===== Text excerpt

Optimize by Doing Not Just Reading | Generated by AI
Question: For optimization learning (e.g., AMD ROCm kernel optimization), the key is to find something real to optimize and iterate with AI assistance, rather than just reading — is that right?
Answer:
Yes, exactly. This is the Karpathy principle applied to systems work:
“Don’t be a tourist. Write the code.”
Reading ROCm docs or CUDA papers gives you vocabulary. Actually profiling and optimizing a real kernel gives you intuition — and intuition is what compounds.
The Learning Loop That Works
Pick a real bottleneck → measure it → form hypothesis →
change code → measure again → ask AI to explain the delta → repeat
The AI is most useful inside the loop, not before it. You don’t ask “explain ROCm memory coalescing” in the abstract — you paste your HIP kernel, your rocprof output, and ask “why is this 3x slower than expected?”
Concrete Example: ROCm Kernel Optimization
Step 1: Find something real
# You're running a transformer — profile the attention kernel
import torch
x = torch.randn(32, 512, 512).to("cuda") # ROCm = same API
# Measure
torch.cuda.synchronize()
start = torch.cuda.Event(enable_timing=True)
end = torch.cuda.Event(enable_timing=True)
start.record()
out = torch.softmax(x @ x.transpose(-1,-2), dim=-1) @ x
end.record()
torch.cuda.synchronize()
print(f"{start.elapsed_time(end):.2f} ms")
Step 2: Write a naive HIP kernel
__global__ void naive_matmul(float* A, float* B, float* C, int N) {
int row = blockIdx.y * blockDim.y + threadIdx.y;
int col = blockIdx.x * blockDim.x + threadIdx.x;
float sum = 0.0f;
for (int k = 0; k < N; k++)
sum += A[row * N + k] * B[k * N + col];
C[row * N + col] = sum;
}
Step 3: Profile with rocprof
rocprof --stats -o profile.csv ./my_kernel
# Look at: FETCH_SIZE, L2CacheHit, wavefront occupancy
Step 4: Ask AI with evidence
Here's my kernel: [paste]
Here's my rocprof output: [paste]
L2 hit rate is 23%. My hypothesis is that the B matrix access
pattern is non-coalesced. Is that right? What's the fix?

==========
===== The data

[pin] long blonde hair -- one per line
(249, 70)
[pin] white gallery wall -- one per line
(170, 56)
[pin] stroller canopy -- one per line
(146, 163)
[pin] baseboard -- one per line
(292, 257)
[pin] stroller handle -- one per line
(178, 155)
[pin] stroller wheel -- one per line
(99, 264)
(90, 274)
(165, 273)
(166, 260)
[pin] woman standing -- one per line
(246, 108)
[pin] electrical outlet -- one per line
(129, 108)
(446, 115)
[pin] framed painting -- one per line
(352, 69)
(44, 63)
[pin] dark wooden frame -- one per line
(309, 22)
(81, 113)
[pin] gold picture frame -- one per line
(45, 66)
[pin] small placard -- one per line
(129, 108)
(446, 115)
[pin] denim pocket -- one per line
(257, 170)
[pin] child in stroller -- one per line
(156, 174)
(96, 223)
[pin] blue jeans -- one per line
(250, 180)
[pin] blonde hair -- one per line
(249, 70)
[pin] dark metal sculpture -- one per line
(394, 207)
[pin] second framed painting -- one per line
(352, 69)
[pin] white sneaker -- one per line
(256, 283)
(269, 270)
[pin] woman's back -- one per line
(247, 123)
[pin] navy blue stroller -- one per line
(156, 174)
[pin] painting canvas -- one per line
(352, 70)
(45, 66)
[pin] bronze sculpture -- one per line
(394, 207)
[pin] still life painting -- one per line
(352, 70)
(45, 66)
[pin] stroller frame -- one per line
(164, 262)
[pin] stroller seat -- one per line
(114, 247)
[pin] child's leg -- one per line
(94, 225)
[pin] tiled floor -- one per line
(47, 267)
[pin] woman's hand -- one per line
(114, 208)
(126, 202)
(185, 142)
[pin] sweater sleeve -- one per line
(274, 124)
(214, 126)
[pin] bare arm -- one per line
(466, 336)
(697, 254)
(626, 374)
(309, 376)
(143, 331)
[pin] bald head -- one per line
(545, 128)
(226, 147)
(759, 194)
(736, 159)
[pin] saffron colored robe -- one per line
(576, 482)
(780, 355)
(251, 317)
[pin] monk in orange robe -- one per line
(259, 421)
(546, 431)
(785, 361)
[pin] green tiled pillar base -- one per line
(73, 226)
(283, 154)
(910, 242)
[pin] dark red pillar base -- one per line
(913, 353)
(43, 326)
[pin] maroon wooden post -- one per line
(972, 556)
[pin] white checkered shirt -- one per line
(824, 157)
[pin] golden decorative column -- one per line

==========

How to complete this task: Write the next part of the text on learning ROCm kernel optimization by doing, picking up right after its last line, "Is that right? What's the fix?" The records have nothing to do with the text.

Task result:
Now you’re using AI as a senior engineer pair, not a textbook.
The Real Insight
Most optimization knowledge is not in the reading — it’s in the gap between:
- what you thought would be fast
- what the profiler says is actually happening
That gap is where learning lives. AI accelerates closing it because you can explain the gap and get a targeted hypothesis in 30 seconds instead of digging through docs for 3 hours.
Applied to Your Situation
You train GPT-2 on H100/H200. That’s your real workload. Concrete things to optimize right now:
| Target | Tool | What you’ll learn |
|---|---|---|
| Attention FLOP efficiency | nsys / rocprof |
Memory bandwidth vs compute bound |
| DataLoader bottleneck | py-spy |
CPU/GPU pipeline overlap |
| All-reduce in DDP | NCCL logs | Communication hiding |
| Flash Attention vs naive | Triton kernel | Tiling, SRAM usage |
Each of these is a 1-week project that will teach you more than a month of reading optimization papers — because you’ll have numbers to explain, not abstractions.
The reading then becomes a reference, not the lesson.